Of all the entries below, retype only the lines from the one with "Objective - one point per instance of the girl in floral" through the one with "Objective - one point per instance of the man's hand", exactly as they appear.
=== Begin Enclosure ===
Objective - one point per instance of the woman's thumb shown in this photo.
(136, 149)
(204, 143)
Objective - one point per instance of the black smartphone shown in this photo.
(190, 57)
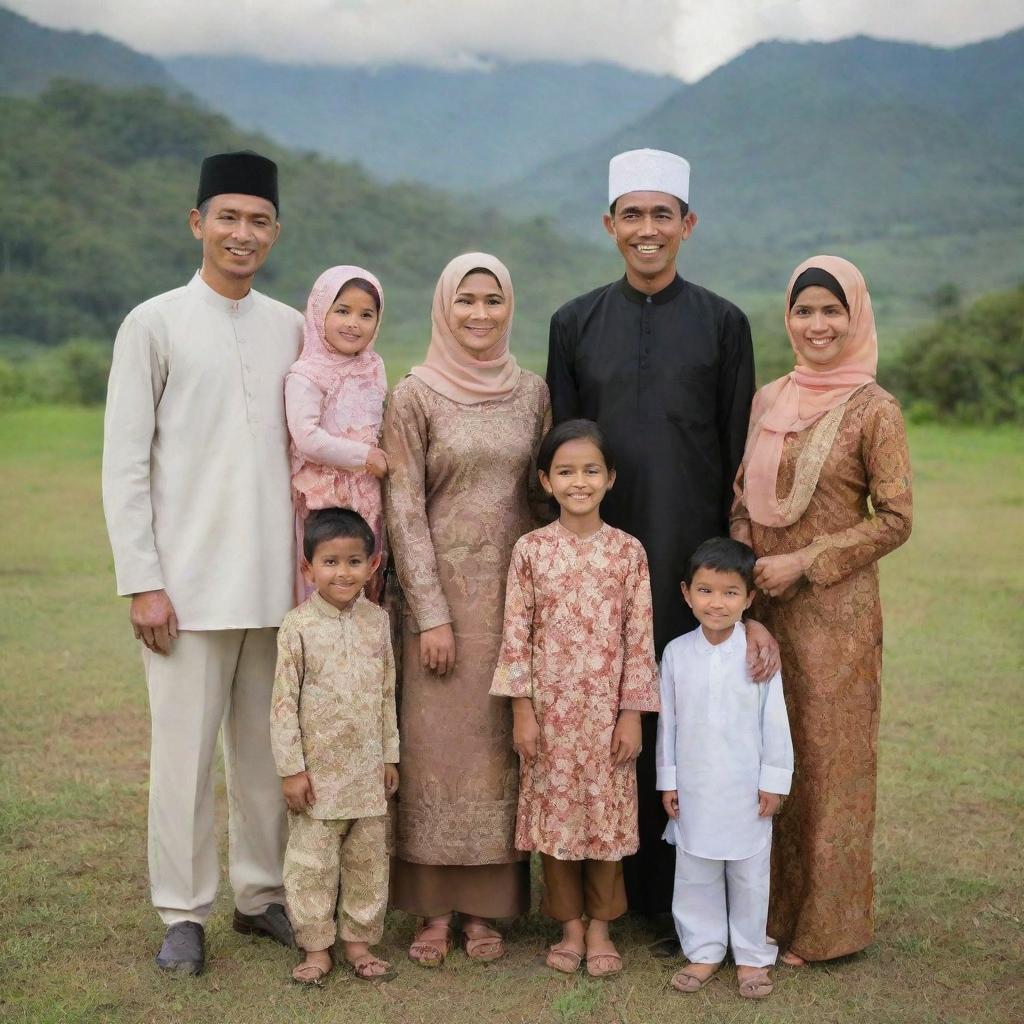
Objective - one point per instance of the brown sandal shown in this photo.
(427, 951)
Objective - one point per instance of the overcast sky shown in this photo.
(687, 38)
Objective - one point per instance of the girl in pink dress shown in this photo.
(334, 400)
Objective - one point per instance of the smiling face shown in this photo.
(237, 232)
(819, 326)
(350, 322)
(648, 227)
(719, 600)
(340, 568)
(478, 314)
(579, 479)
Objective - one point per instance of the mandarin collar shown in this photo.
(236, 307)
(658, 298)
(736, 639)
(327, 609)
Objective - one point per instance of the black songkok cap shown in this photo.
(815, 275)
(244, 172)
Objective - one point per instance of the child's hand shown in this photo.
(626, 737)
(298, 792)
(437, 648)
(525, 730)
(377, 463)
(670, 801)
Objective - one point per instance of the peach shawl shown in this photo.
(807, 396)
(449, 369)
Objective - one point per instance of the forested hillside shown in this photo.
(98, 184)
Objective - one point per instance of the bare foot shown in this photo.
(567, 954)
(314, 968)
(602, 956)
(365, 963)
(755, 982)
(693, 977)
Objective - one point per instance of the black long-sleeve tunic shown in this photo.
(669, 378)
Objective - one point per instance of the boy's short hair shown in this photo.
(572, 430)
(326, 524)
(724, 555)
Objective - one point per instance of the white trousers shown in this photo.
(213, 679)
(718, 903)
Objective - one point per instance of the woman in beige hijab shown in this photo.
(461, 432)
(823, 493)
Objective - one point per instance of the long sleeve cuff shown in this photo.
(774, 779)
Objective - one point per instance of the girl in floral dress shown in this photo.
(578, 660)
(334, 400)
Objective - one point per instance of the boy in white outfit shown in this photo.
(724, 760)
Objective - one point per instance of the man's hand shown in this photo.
=== End Enclosure ===
=== Begin Enclosure ===
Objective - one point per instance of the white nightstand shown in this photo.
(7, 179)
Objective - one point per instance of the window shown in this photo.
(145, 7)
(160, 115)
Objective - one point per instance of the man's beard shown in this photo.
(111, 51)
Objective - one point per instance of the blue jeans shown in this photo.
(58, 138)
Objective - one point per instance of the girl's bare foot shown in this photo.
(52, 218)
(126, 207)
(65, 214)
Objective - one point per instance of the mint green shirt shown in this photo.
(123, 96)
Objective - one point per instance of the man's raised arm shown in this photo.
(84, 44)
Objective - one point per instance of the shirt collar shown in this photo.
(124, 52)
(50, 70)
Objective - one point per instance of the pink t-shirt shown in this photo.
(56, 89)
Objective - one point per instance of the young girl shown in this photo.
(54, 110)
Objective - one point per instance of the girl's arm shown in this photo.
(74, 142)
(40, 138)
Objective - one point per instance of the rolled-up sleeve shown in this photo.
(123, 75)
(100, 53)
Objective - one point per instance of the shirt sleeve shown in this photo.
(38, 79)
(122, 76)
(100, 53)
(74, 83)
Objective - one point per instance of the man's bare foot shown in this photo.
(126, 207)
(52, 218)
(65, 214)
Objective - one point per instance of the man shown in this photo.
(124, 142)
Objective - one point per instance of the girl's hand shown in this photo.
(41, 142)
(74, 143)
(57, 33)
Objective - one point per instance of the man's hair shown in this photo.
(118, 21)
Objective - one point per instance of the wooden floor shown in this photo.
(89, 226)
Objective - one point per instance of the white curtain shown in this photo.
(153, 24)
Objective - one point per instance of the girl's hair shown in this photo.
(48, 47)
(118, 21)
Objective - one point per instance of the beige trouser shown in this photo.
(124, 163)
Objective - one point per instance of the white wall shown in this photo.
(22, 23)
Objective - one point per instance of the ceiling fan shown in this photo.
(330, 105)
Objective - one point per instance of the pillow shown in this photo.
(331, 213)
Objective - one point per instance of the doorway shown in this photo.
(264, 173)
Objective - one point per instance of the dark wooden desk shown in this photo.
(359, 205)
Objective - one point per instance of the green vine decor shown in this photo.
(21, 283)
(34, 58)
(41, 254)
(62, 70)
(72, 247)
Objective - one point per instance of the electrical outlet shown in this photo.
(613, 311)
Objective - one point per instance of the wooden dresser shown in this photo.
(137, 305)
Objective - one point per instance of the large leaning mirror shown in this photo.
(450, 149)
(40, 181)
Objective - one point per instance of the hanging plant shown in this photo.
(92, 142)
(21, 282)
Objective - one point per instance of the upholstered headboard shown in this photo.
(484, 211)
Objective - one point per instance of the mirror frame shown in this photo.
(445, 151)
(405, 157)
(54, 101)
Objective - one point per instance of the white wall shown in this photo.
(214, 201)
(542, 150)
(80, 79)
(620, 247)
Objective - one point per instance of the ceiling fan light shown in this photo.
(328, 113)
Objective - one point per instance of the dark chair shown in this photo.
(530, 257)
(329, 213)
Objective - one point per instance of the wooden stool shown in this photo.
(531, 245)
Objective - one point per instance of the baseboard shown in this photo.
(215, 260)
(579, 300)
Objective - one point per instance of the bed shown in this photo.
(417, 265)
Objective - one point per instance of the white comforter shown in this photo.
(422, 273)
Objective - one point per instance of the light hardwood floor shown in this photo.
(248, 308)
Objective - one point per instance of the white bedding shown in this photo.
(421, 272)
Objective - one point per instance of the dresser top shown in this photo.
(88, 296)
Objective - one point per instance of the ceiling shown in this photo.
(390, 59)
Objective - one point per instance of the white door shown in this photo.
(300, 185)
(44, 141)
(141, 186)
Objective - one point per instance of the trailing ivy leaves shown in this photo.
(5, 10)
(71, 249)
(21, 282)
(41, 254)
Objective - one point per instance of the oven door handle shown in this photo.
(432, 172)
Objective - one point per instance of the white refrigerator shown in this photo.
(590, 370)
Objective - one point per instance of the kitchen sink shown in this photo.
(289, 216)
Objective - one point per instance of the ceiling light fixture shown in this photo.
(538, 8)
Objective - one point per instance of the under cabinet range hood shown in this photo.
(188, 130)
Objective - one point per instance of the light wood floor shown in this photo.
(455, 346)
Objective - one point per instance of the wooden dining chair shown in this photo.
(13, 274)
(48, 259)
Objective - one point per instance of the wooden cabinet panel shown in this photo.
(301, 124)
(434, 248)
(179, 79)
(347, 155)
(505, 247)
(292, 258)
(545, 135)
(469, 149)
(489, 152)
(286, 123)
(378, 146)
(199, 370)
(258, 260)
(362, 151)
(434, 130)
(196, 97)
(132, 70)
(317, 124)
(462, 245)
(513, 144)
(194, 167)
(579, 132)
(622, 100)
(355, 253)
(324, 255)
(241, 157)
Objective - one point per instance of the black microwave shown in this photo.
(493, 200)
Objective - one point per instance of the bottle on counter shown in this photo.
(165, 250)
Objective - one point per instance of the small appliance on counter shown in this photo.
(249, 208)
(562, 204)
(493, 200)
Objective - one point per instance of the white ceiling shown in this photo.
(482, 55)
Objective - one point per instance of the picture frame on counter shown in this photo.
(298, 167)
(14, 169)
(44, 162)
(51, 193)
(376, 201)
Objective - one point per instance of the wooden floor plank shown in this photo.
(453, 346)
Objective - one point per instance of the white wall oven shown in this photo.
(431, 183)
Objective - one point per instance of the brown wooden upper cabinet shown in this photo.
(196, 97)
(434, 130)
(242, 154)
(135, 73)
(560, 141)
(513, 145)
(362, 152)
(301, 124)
=== End Enclosure ===
=== Begin Enclosure ===
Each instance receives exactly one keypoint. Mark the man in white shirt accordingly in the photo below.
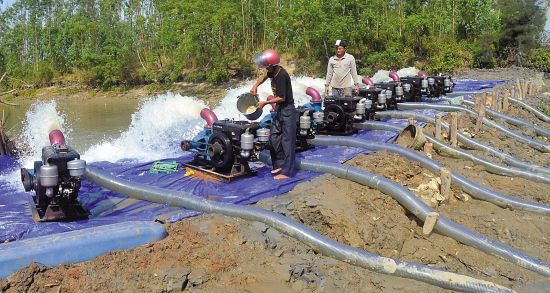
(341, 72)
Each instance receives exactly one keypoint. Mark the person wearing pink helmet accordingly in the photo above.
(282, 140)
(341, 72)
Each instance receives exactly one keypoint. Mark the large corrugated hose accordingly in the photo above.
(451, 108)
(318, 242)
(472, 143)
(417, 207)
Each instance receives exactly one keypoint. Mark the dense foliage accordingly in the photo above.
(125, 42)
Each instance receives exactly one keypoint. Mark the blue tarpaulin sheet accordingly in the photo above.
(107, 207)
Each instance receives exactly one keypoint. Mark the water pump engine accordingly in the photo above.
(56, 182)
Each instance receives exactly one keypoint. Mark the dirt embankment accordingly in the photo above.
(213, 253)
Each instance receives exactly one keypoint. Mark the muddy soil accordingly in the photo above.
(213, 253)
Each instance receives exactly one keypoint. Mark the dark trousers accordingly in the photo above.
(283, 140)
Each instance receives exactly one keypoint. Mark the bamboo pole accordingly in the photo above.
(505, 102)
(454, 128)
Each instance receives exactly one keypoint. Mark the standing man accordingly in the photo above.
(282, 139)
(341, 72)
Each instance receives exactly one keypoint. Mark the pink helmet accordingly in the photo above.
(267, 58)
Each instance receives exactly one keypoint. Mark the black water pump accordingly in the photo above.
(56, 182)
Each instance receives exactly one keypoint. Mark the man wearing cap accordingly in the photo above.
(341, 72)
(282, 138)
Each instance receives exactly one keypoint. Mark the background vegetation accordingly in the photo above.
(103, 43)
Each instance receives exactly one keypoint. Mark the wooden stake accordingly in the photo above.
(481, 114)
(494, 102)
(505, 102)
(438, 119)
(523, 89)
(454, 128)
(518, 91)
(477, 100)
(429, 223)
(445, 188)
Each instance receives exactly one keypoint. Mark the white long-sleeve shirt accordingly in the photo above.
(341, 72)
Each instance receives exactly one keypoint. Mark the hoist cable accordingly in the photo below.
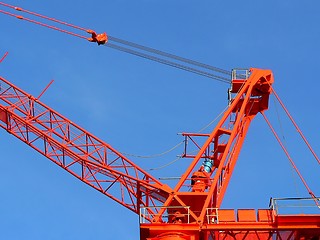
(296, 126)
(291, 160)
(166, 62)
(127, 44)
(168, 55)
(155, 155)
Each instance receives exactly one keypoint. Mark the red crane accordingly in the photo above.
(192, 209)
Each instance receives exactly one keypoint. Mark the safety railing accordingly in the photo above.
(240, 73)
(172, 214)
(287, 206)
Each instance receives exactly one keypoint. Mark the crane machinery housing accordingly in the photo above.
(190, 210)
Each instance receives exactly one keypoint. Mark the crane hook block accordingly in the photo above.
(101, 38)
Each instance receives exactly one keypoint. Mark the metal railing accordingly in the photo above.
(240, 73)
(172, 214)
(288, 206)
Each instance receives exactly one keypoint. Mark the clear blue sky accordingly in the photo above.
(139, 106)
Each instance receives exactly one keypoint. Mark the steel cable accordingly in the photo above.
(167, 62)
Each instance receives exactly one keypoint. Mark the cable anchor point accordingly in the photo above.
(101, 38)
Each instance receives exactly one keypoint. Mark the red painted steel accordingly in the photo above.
=== End Enclosure ===
Exercise solution:
Objective - one point per instance of the girl in floral dress shown in this photo.
(578, 660)
(334, 400)
Objective - one point per instance of the boy in white outfit shown in this photo.
(724, 760)
Objective - one point per instance of the man's hand shown in this photo.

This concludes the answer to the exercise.